• Given records
========
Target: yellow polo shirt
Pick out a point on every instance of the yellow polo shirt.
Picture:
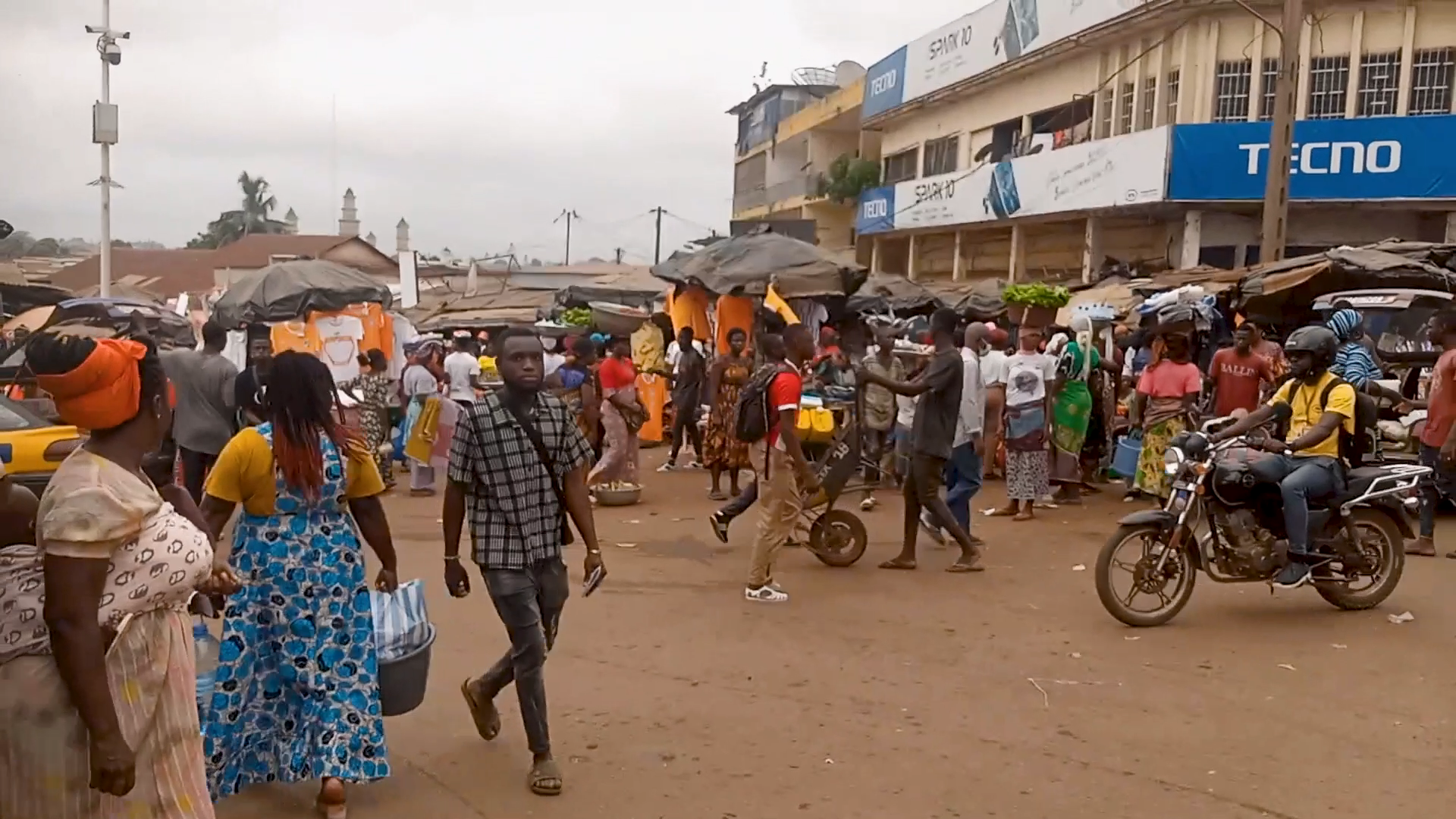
(1305, 404)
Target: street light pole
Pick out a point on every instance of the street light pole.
(105, 165)
(1282, 136)
(104, 131)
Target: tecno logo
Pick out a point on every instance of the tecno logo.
(884, 82)
(1381, 156)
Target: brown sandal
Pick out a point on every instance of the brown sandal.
(485, 714)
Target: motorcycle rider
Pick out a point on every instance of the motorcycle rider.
(1310, 464)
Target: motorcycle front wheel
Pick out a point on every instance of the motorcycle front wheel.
(1385, 548)
(1171, 588)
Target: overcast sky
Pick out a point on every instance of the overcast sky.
(478, 123)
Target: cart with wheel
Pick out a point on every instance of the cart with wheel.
(836, 537)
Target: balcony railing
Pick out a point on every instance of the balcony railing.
(800, 186)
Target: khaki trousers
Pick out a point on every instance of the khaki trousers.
(778, 513)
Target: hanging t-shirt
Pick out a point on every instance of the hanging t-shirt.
(1027, 378)
(340, 340)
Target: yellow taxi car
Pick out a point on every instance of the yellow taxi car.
(31, 447)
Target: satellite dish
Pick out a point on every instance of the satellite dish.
(811, 76)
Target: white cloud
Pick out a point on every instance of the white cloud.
(476, 123)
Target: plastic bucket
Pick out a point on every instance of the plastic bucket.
(402, 681)
(1128, 450)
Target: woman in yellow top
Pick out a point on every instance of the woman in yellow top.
(297, 678)
(98, 682)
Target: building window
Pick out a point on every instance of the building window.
(1432, 74)
(1231, 91)
(1379, 85)
(900, 167)
(1267, 89)
(1172, 95)
(1126, 108)
(941, 155)
(1149, 104)
(1329, 79)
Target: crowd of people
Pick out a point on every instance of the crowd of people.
(98, 703)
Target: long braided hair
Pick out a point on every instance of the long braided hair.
(300, 406)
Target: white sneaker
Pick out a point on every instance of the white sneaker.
(766, 594)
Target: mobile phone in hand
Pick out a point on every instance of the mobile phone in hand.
(593, 580)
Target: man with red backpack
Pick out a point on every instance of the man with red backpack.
(783, 471)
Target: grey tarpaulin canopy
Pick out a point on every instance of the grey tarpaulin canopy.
(746, 265)
(290, 290)
(894, 293)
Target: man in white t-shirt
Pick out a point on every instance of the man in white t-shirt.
(463, 372)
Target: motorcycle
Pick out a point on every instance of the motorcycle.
(1225, 519)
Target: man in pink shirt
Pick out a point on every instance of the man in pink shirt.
(1439, 438)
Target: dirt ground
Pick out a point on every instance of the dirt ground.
(924, 694)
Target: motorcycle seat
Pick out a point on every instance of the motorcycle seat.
(1357, 482)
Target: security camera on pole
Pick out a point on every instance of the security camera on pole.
(104, 130)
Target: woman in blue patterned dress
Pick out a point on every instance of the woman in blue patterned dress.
(297, 689)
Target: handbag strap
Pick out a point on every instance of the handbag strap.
(535, 435)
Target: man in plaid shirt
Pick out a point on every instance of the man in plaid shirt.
(513, 499)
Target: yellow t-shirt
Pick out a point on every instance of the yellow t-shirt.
(245, 474)
(1305, 403)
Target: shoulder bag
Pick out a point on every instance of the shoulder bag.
(535, 435)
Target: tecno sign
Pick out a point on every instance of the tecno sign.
(1379, 156)
(884, 82)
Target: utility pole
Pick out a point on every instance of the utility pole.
(568, 215)
(1282, 136)
(657, 242)
(104, 131)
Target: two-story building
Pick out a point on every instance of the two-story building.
(1037, 137)
(788, 137)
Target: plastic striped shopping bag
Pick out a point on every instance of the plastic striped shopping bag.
(400, 621)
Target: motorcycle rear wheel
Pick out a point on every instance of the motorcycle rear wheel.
(1185, 575)
(1392, 564)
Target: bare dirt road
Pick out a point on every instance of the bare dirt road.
(922, 694)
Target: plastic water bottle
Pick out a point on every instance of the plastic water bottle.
(206, 649)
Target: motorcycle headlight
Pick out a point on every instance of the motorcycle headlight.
(1172, 461)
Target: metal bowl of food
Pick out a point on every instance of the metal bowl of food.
(618, 494)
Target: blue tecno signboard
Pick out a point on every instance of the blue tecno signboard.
(884, 85)
(1382, 158)
(877, 210)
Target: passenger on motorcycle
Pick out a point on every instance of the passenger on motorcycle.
(1310, 465)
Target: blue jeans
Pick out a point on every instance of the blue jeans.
(963, 480)
(1305, 479)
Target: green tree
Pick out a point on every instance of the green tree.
(255, 216)
(848, 177)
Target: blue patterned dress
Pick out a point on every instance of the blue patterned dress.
(297, 681)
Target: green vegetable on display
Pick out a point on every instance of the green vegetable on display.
(1037, 295)
(576, 316)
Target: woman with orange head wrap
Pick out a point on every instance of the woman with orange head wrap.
(98, 711)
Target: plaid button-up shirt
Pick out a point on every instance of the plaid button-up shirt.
(511, 509)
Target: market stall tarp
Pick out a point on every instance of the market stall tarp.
(746, 265)
(289, 290)
(506, 308)
(631, 289)
(887, 292)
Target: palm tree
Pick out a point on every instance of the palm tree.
(253, 218)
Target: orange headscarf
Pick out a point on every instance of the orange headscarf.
(104, 391)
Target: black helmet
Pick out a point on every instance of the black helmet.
(1318, 341)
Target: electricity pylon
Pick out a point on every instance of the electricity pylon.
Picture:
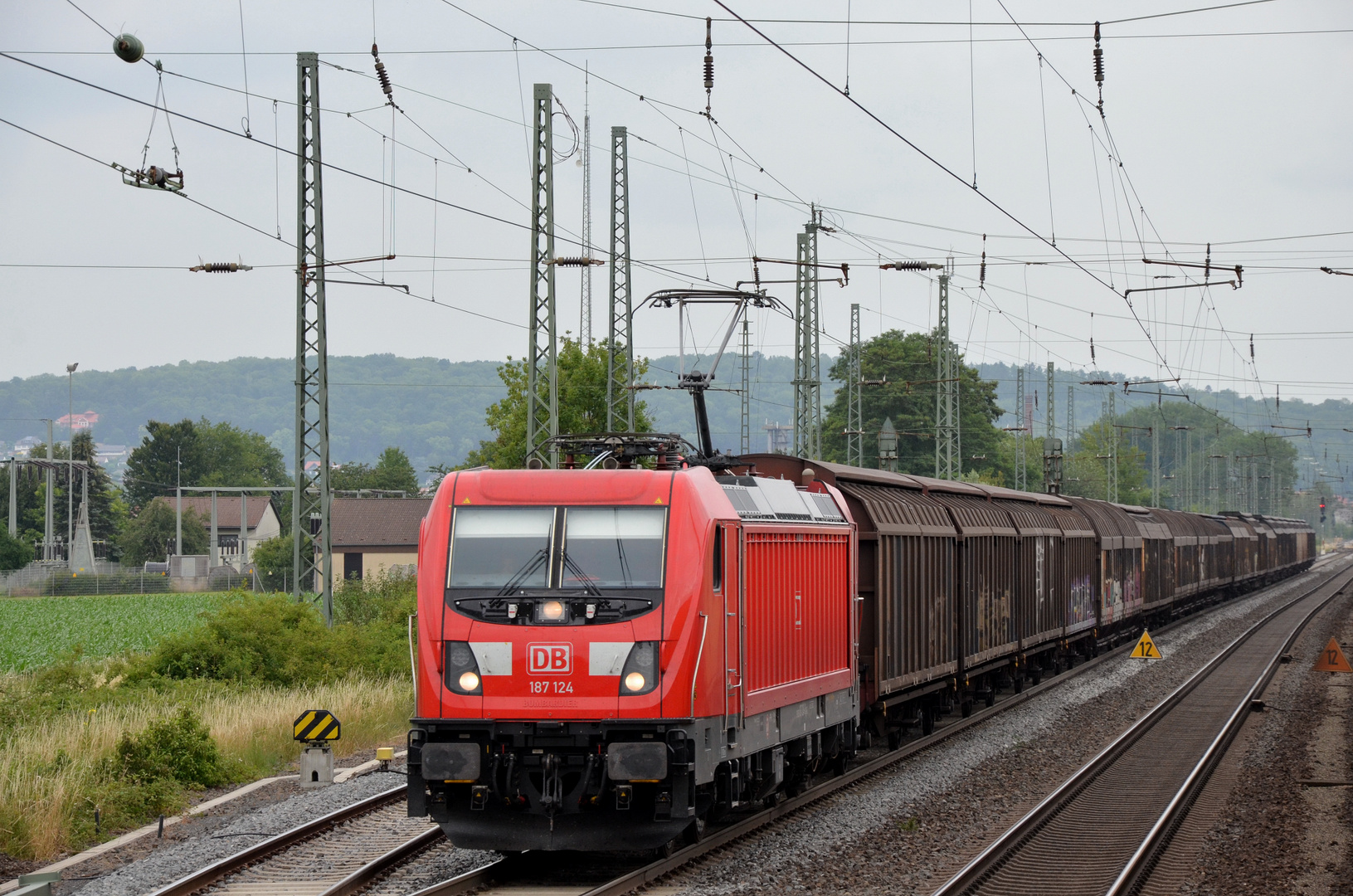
(620, 364)
(542, 353)
(311, 543)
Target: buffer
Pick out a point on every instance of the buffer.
(1333, 660)
(1146, 649)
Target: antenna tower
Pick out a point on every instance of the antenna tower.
(542, 358)
(949, 458)
(854, 405)
(620, 397)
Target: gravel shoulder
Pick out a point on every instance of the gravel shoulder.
(911, 827)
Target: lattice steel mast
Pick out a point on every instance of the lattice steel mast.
(854, 403)
(542, 353)
(620, 397)
(746, 436)
(808, 386)
(313, 557)
(585, 321)
(949, 458)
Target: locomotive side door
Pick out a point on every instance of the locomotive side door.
(732, 548)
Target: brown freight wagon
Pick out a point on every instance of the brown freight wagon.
(1119, 563)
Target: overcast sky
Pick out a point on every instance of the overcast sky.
(1228, 126)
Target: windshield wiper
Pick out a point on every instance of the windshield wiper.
(528, 567)
(589, 582)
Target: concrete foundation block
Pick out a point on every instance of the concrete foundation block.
(317, 767)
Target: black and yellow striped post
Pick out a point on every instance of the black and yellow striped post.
(317, 726)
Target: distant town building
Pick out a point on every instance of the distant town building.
(263, 521)
(25, 446)
(375, 535)
(79, 421)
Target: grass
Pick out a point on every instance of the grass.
(103, 694)
(53, 773)
(41, 630)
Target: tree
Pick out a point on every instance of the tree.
(149, 533)
(153, 467)
(904, 359)
(392, 473)
(582, 403)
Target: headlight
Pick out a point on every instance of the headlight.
(461, 670)
(640, 672)
(551, 612)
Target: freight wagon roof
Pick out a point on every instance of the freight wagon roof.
(1112, 524)
(898, 510)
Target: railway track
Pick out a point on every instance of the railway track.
(351, 850)
(337, 855)
(1103, 830)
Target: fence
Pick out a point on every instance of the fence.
(53, 580)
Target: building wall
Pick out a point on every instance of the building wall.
(377, 561)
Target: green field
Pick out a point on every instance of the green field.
(36, 631)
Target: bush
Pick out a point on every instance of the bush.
(176, 748)
(271, 640)
(14, 554)
(385, 597)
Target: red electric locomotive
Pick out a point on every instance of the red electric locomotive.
(608, 657)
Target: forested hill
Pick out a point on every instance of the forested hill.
(431, 407)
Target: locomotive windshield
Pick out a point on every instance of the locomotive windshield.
(613, 547)
(495, 547)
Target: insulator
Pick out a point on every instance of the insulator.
(382, 76)
(1099, 58)
(129, 47)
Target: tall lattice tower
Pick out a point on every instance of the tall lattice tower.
(543, 351)
(808, 382)
(620, 397)
(854, 400)
(311, 551)
(949, 448)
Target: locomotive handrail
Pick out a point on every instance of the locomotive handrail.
(995, 851)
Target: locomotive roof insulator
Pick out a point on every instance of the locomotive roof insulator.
(129, 47)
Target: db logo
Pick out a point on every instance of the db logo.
(550, 660)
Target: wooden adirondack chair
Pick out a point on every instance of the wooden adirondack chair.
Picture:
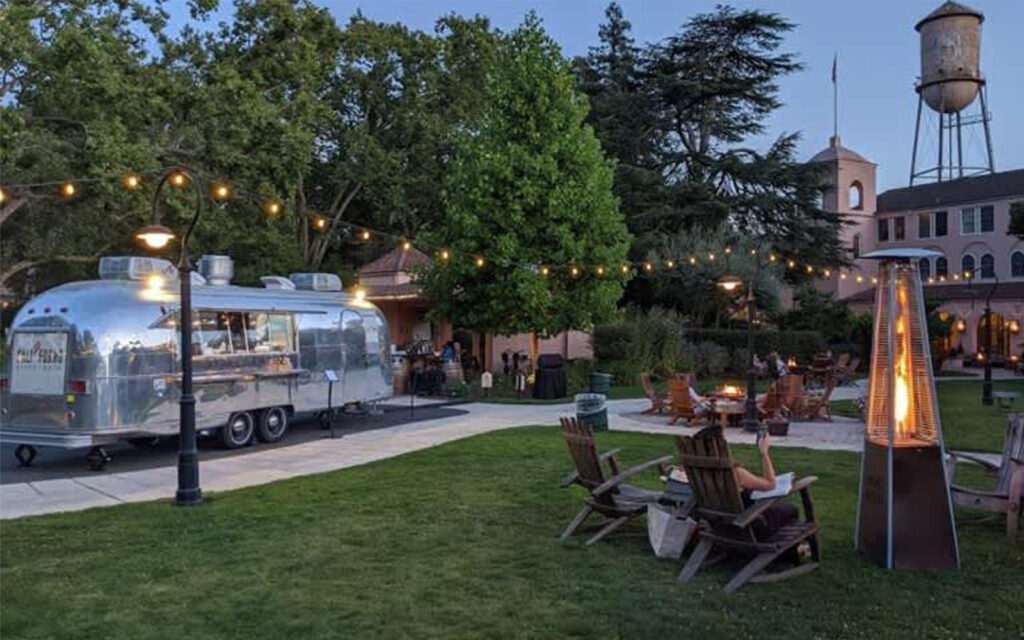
========
• What you are asked to do
Format the part of the records that opens with the line containing "Target: blue tecno signboard" and closes with the line containing "(1146, 649)" as a Markdown table with the columns Row and Text, one numbered row per line and blank lines skipped. Leave the pictures out of your answer.

• Answer in full
| Row | Text |
|---|---|
| 1 | Target: blue tecno signboard |
| 2 | Pick out a point on every instance of the blue tecno signboard. |
| 3 | (884, 85) |
| 4 | (1382, 158) |
| 5 | (877, 210) |
| 6 | Target: passenger on motorcycle |
| 7 | Pick out a point on every instance of the passenger on motorcycle. |
| 8 | (1310, 465) |
| 9 | Target: blue jeans |
| 10 | Pick out a point on every instance of the blue jeans. |
| 11 | (963, 480) |
| 12 | (1305, 479) |
| 13 | Target: green tree |
| 14 | Pick out a point on every instance of the green tree. |
| 15 | (255, 216) |
| 16 | (848, 177) |
| 17 | Target: blue patterned dress |
| 18 | Pick out a point on every instance of the blue patterned dress. |
| 19 | (297, 681) |
| 20 | Target: green vegetable on display |
| 21 | Pick out a point on every instance of the green vegetable on display. |
| 22 | (1037, 295) |
| 23 | (576, 316) |
| 24 | Target: woman with orange head wrap |
| 25 | Pick out a point on every instance of the woman with orange head wrap. |
| 26 | (98, 711) |
| 27 | Target: plaid button-up shirt |
| 28 | Pick out a point on every instance of the plaid button-up shirt. |
| 29 | (511, 509) |
| 30 | Target: market stall tarp |
| 31 | Pick out a point on every instance of the market stall tarp. |
| 32 | (746, 265) |
| 33 | (289, 290) |
| 34 | (506, 308) |
| 35 | (631, 289) |
| 36 | (887, 292) |
| 37 | Target: palm tree |
| 38 | Pick out a point on every instance of the palm tree. |
| 39 | (253, 218) |
| 40 | Target: orange headscarf |
| 41 | Pick out a point on every instance of the orange headscarf. |
| 42 | (104, 391) |
| 43 | Target: black helmet |
| 44 | Pick out a point on every instance of the black helmet. |
| 45 | (1318, 341) |
| 46 | Target: electricity pylon |
| 47 | Pick out a point on every instance of the electricity pylon. |
| 48 | Picture: |
| 49 | (620, 364) |
| 50 | (542, 353) |
| 51 | (311, 543) |
| 52 | Target: buffer |
| 53 | Pick out a point on every instance of the buffer. |
| 54 | (1333, 660) |
| 55 | (1146, 649) |